Task prompt: Copy out word for word the lines of the material below, starting with the line that contains "Guideline: for each instance of the black" and going on through the last line of the material.

Begin

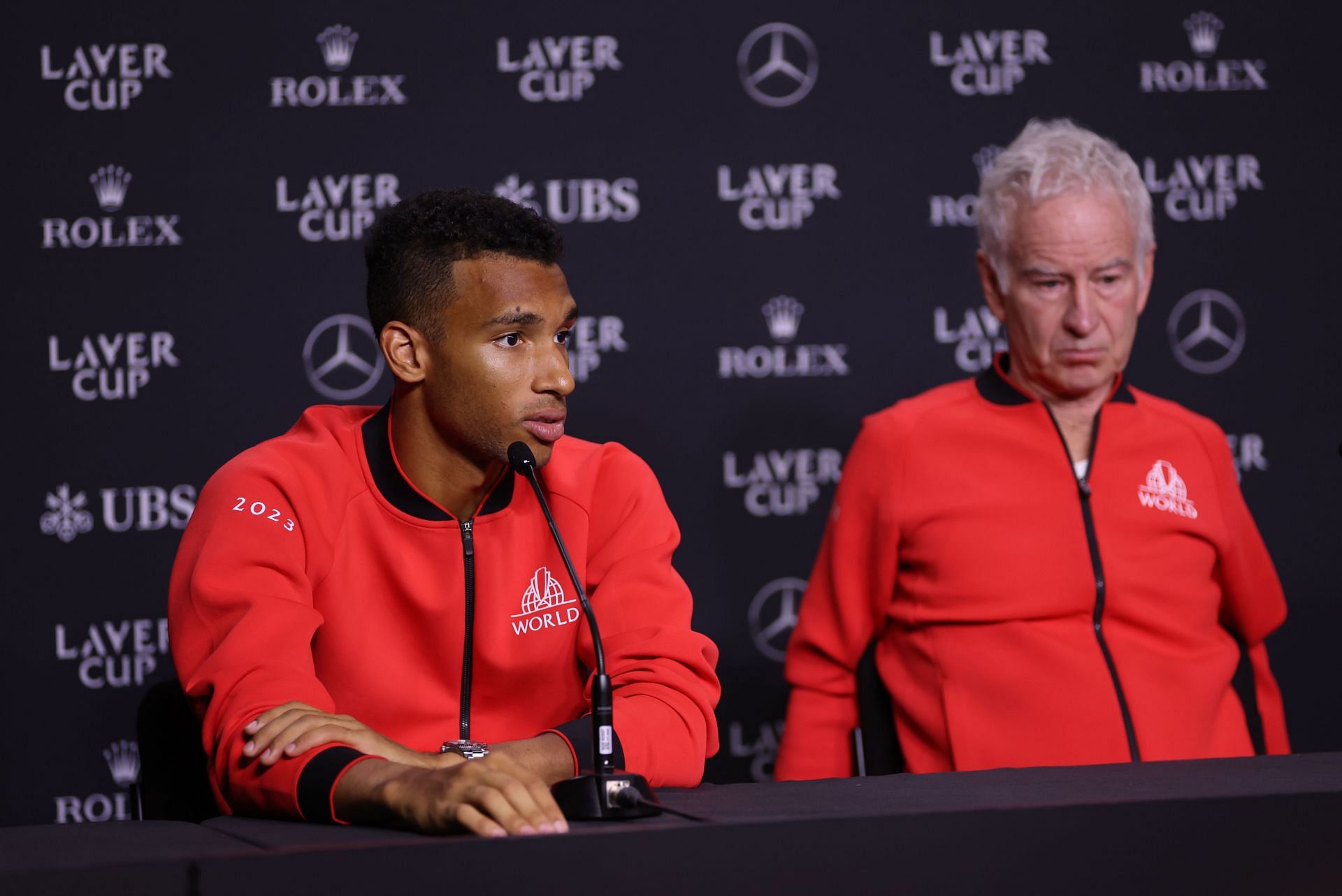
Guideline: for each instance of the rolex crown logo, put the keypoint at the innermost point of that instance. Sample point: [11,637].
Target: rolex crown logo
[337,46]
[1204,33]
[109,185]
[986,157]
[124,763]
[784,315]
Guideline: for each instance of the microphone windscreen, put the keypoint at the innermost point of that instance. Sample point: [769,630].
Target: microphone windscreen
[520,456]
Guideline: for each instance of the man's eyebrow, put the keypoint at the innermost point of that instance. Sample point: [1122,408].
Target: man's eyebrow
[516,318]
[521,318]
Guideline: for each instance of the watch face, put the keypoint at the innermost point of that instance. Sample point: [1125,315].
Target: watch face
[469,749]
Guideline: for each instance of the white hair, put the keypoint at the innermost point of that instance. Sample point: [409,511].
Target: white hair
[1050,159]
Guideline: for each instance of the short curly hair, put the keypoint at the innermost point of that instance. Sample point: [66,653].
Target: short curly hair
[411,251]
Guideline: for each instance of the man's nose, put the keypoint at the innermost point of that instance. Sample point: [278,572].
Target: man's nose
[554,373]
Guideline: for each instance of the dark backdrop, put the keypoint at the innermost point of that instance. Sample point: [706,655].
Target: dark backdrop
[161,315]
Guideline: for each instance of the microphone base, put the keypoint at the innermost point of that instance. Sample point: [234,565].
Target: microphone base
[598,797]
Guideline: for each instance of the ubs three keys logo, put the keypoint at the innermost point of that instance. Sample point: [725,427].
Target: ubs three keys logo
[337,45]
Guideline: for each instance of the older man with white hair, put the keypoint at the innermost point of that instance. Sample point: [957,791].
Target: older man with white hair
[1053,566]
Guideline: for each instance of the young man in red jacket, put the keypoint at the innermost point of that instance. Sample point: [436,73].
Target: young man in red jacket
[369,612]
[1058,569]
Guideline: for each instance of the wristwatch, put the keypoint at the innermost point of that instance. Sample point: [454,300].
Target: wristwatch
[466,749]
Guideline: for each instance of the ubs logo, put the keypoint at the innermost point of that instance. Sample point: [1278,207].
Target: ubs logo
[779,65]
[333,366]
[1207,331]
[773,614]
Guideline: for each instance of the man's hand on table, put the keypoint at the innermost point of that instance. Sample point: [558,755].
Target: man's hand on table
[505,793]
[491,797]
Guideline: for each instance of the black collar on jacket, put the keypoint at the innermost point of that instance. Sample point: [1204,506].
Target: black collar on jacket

End

Answer to this problem:
Guideline: for each instance of the black collar on jacket, put the keypoint at the innermost point of that instance. Sample point: [1204,506].
Target: black collar on jacket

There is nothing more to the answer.